Given problem: Find every line in the records below that contains the word "overcast" and copy each of those lines. Case counts.

[Stored records]
<<<<

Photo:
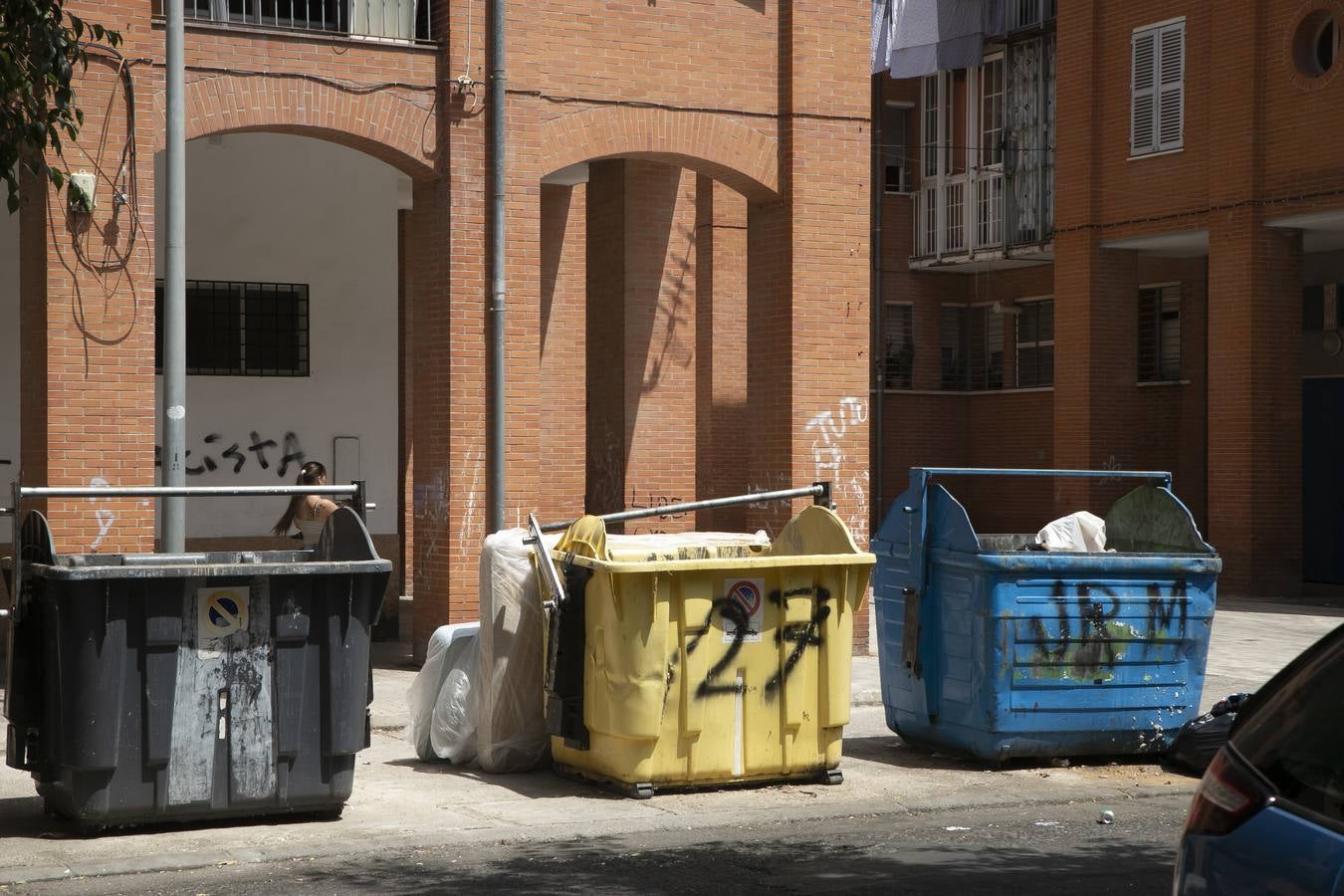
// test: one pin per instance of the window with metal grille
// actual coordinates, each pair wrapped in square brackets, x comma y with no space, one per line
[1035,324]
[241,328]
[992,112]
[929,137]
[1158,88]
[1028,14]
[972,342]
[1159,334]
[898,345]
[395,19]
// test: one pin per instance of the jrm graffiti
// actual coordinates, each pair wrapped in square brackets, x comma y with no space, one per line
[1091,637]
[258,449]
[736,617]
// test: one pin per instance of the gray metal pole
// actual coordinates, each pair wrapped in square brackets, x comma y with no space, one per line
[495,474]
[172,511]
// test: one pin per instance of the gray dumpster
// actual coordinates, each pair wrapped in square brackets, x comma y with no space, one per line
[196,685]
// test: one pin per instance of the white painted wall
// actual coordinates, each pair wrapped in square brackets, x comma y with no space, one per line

>>>>
<<<<

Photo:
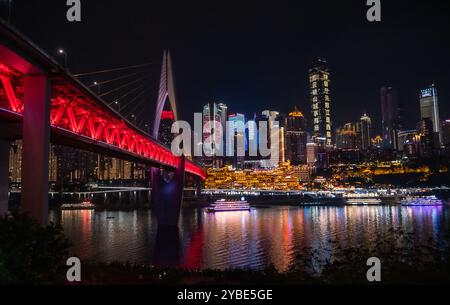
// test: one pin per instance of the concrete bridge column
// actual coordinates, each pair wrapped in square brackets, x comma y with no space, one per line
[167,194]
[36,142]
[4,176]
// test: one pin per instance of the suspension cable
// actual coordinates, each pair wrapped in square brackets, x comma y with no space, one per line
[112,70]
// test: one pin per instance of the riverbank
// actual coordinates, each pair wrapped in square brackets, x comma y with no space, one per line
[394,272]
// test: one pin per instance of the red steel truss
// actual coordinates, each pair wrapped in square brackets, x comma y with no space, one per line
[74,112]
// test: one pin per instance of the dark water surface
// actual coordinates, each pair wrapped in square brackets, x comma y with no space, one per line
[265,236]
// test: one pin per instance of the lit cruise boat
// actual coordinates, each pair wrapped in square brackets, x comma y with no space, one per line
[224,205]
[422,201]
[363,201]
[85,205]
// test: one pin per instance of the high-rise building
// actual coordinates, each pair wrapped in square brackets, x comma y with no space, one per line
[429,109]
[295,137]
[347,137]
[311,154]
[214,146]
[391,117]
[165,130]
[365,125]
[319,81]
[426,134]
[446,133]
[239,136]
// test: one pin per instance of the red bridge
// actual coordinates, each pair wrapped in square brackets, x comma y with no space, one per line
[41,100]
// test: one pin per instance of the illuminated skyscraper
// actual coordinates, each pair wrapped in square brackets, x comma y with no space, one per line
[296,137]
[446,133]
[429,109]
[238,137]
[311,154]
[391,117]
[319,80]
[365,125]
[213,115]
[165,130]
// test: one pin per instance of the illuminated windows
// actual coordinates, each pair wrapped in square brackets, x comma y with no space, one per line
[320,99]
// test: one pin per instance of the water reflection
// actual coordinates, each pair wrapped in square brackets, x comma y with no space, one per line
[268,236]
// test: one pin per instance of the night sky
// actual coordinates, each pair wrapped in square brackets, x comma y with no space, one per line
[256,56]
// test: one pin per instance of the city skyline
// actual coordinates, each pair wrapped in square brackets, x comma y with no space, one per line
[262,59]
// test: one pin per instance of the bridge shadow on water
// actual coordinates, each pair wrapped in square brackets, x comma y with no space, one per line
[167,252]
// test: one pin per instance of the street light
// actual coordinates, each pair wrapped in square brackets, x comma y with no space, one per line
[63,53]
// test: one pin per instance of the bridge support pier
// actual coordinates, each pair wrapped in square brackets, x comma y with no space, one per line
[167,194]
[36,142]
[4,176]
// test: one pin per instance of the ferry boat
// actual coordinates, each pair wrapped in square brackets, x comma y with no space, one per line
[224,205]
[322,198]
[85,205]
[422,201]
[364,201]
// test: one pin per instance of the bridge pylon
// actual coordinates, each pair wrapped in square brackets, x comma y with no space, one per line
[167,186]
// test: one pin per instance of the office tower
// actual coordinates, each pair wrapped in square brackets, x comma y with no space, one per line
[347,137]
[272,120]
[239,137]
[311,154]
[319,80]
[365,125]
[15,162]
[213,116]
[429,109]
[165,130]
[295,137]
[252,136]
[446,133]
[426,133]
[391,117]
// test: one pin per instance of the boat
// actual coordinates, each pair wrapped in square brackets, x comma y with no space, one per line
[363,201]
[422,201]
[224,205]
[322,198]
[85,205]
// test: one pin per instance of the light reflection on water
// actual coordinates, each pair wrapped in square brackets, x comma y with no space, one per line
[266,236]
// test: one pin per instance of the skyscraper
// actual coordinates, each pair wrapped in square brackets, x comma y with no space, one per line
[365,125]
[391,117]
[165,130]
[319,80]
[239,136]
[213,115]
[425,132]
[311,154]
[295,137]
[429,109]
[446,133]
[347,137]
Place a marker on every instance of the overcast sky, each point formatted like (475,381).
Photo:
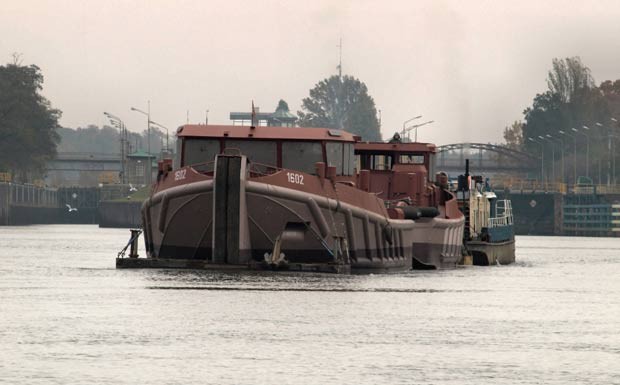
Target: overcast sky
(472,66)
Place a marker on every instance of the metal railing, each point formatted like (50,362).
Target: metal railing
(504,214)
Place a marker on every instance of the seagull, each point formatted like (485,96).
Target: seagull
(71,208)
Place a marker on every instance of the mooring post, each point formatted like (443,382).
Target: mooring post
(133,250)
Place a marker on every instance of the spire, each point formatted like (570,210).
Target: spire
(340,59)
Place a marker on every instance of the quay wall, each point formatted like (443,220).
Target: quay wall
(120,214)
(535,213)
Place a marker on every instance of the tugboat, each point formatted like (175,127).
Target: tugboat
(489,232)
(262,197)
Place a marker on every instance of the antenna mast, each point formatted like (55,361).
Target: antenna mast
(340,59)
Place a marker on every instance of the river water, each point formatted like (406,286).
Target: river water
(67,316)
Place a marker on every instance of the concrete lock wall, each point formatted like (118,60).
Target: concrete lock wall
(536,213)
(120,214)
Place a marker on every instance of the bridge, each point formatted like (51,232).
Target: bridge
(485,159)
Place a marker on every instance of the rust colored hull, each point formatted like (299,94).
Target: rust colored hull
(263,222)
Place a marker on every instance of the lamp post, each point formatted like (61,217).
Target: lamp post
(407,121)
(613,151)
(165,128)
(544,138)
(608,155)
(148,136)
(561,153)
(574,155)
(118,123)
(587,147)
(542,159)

>>>>

Finished task:
Place a marker on every instance of the overcast sky, each point formatted like (475,381).
Target: overcast sky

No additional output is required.